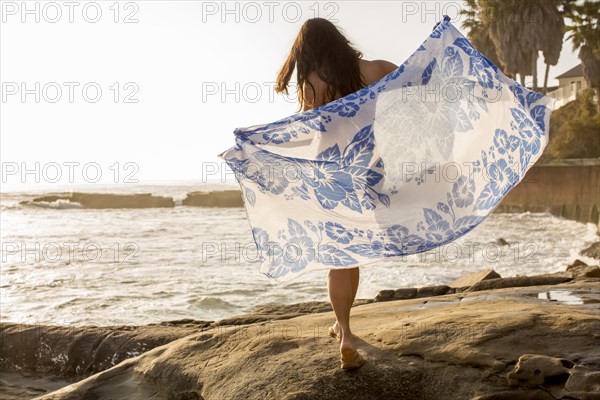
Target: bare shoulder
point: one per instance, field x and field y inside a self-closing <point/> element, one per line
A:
<point x="373" y="70"/>
<point x="385" y="66"/>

- **Aim of the task**
Present every line of the data above as a numbered list, skipping blank lines and leaving out the pictures.

- **Solved exercise**
1. Target: bare shoulder
2. point: one per instance, field x and field y inside a self-closing <point/> element, one per line
3. A:
4. <point x="373" y="70"/>
5. <point x="385" y="66"/>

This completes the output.